Document excerpt
..............................

Re: Fix picksplit with nan values

From
Andrew Gierth
Date:
>>>>> "Alexander" == Alexander Korotkov <aekorotkov@gmail.com> writes:
Alexander> 2) NaN coordinates should be processed in GiST index scanAlexander> like in sequential scan.

postgres=# select * from pts order by a <-> '(0,0)' limit 10;   a     
----------(1,1)(7,nan)(9,nan)(11,nan)(4,nan)(nan,6)(2,1)(1,2)(2,2)(3,1)
(10 rows)

postgres=# set enable_indexscan=false;
SET

postgres=# select * from pts order by a <-> '(0,0)' limit 10;  a   
-------(1,1)(2,1)(1,2)(2,2)(3,1)(1,3)(3,2)(2,3)(4,1)(1,4)
(10 rows)

this data set was created by:
insert into pts select point(i,j)   from (select generate_series(1,100)::float8 union all select 'nan') s1(i),
(selectgenerate_series(1,100)::float8 union all select 'nan') s2(j)  order by random();
 

-- 
Andrew (irc:RhodiumToad)



Re: Fix picksplit with nan values

From
Alexander Korotkov
Date:
On Mon, Sep 16, 2013 at 4:13 PM, Andrew Gierth <andrew@tao11.riddles.org.uk> wrote:
>>>>> "Alexander" == Alexander Korotkov <aekorotkov@gmail.com> writes:

 Alexander> 2) NaN coordinates should be processed in GiST index scan
 Alexander> like in sequential scan.

postgres=# select * from pts order by a <-> '(0,0)' limit 10;
    a
----------
 (1,1)
 (7,nan)
 (9,nan)
 (11,nan)
 (4,nan)
 (nan,6)
 (2,1)
 (1,2)
 (2,2)
 (3,1)
(10 rows)

postgres=# set enable_indexscan=false;
SET

postgres=# select * from pts order by a <-> '(0,0)' limit 10;
   a
-------
 (1,1)
 (2,1)
 (1,2)
 (2,2)
 (3,1)
 (1,3)
 (3,2)
 (2,3)
 (4,1)
 (1,4)
(10 rows)

this data set was created by:
insert into pts
  select point(i,j)
    from (select generate_series(1,100)::float8 union all select 'nan') s1(i),
         (select generate_series(1,100)::float8 union all select 'nan') s2(j)
   order by random();

Thanks, Andrew! Good spot.
I didn't examine order by operators for work with NaNs.
I think this time problem is in GiST itself rather than in opclass. I'm going to fix it in a separate patch.

------
With best regards,
Alexander Korotkov.

Re: Fix picksplit with nan values

From
Alexander Korotkov
Date:
On Tue, Sep 17, 2013 at 5:04 PM, Alexander Korotkov <aekorotkov@gmail.com> wrote:
On Mon, Sep 16, 2013 at 4:13 PM, Andrew Gierth <andrew@tao11.riddles.org.uk> wrote:
>>>>> "Alexander" == Alexander Korotkov <aekorotkov@gmail.com> writes:

 Alexander> 2) NaN coordinates should be processed in GiST index scan
 Alexander> like in sequential scan.

postgres=# select * from pts order by a <-> '(0,0)' limit 10;
    a
----------
 (1,1)
 (7,nan)
 (9,nan)
 (11,nan)
 (4,nan)
 (nan,6)
 (2,1)
 (1,2)
 (2,2)
 (3,1)

..............................

Location annotation dataset entries:
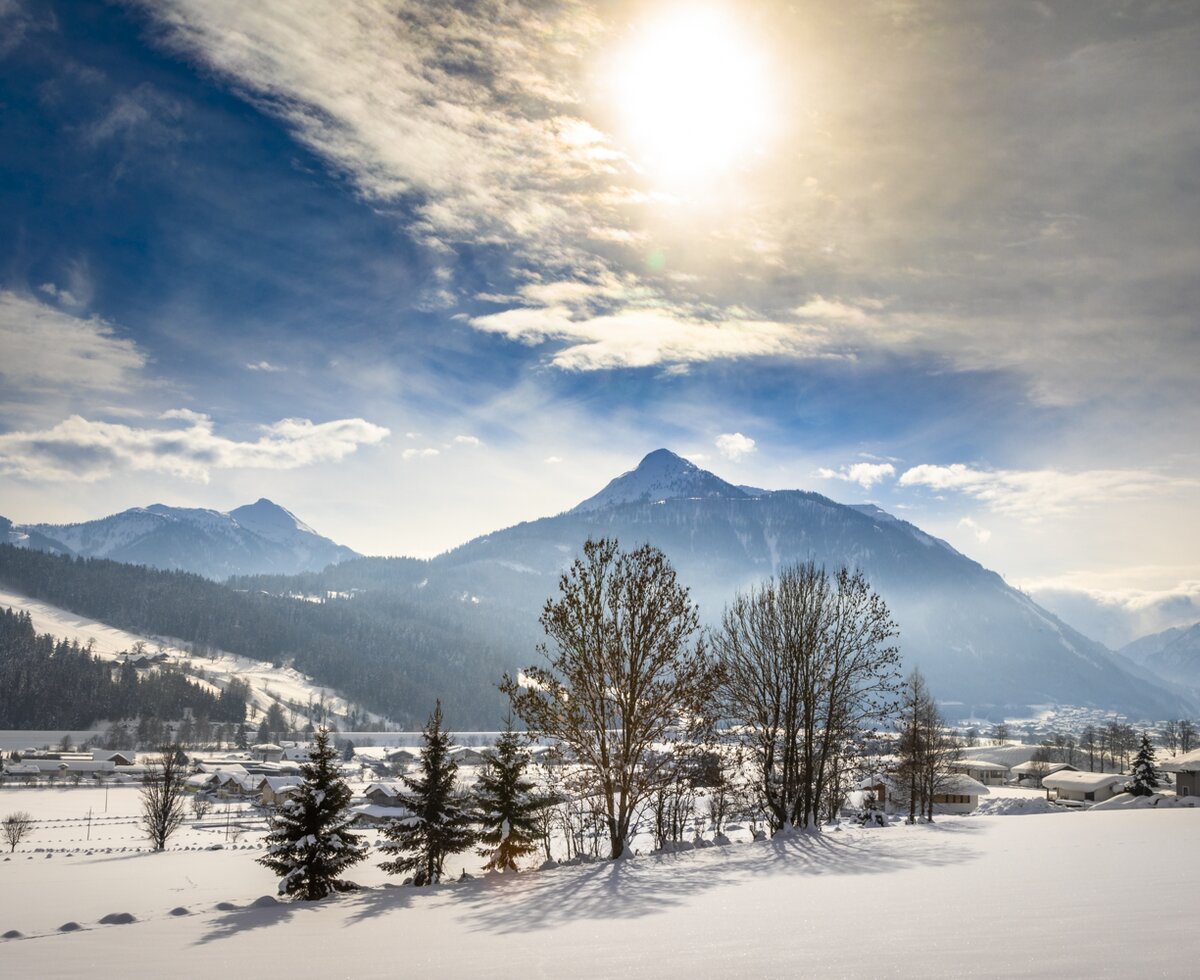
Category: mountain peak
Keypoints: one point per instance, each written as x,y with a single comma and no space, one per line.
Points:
268,518
661,475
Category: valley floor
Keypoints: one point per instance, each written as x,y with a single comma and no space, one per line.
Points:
1043,895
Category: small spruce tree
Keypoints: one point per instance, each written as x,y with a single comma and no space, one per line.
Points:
505,805
309,845
439,823
1144,781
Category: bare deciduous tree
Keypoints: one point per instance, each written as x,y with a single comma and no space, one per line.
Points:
627,672
163,797
807,661
16,828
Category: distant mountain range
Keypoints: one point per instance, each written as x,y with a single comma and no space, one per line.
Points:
1173,654
259,537
979,642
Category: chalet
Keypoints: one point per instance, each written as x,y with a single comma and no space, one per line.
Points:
117,758
955,793
466,756
275,789
988,773
372,815
267,751
1035,771
1187,773
1084,787
383,793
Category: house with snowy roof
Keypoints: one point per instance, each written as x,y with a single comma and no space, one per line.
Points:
275,789
955,793
1035,771
1084,787
988,773
383,793
1187,773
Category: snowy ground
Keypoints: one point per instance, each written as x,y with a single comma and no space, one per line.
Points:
1039,895
267,683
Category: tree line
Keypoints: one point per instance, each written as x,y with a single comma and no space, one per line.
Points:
47,683
390,651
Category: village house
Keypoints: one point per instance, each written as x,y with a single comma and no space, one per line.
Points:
988,773
1035,771
1187,773
1084,787
955,793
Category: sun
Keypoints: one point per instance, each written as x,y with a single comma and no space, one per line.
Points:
691,95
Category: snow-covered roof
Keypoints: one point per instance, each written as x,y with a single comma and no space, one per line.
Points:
1071,780
377,812
959,783
1189,762
1044,768
994,767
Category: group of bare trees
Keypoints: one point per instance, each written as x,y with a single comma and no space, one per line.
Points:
654,711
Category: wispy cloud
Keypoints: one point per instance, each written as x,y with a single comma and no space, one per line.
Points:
46,349
83,450
648,337
982,534
1033,494
867,475
733,445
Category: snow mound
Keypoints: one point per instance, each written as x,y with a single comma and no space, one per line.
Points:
1155,801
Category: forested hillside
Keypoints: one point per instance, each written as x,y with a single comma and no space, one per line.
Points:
54,684
385,650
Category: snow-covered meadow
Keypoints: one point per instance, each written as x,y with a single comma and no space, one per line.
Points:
1096,894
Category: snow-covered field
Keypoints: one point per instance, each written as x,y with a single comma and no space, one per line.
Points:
267,683
1072,894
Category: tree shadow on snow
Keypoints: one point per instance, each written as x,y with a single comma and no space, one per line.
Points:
658,883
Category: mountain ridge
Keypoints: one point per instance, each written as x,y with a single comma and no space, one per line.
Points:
258,537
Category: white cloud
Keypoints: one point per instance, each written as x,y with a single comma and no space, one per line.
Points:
867,475
733,445
982,534
45,349
649,337
1042,493
79,449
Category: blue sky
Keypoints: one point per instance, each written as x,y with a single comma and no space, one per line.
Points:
418,270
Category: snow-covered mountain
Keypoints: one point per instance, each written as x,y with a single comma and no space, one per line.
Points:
259,537
661,475
978,641
1173,654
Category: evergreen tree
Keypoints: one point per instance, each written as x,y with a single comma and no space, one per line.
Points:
1144,781
438,823
507,810
309,845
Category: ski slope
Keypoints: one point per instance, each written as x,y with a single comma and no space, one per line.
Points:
1104,895
267,683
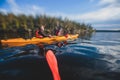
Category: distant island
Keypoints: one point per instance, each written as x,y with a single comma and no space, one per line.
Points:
107,30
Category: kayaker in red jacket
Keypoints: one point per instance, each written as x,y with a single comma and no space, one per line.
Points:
40,32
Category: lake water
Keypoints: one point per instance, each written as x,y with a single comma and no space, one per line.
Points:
90,58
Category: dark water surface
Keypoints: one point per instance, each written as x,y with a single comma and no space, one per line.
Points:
89,58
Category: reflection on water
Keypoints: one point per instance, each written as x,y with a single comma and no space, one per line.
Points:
94,58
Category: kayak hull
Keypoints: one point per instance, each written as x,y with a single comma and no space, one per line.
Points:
37,41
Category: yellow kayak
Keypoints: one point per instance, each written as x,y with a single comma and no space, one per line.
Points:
34,40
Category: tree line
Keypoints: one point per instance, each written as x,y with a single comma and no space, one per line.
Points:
11,23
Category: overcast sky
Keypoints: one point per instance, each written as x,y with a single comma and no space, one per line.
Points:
102,14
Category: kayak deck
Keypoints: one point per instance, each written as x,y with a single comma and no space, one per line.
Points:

..............................

What to work on
[A] In the mailing list thread, which setting is turned off before the second query is run?
[B] Reproduce the stretch of the mailing list thread from "Thanks, Andrew! Good" through "Alexander Korotkov.", changing "Good spot" to "Nice catch".
[C] Translate this sentence from the mailing list thread into French: "I'm going to fix it in a separate patch."

Results of the exercise
[A] enable_indexscan

[B]
Thanks, Andrew! Nice catch.
I didn't examine order by operators for work with NaNs.
I think this time problem is in GiST itself rather than in opclass. I'm going to fix it in a separate patch.

------
With best regards,
Alexander Korotkov.

[C] Je vais le corriger dans un correctif séparé.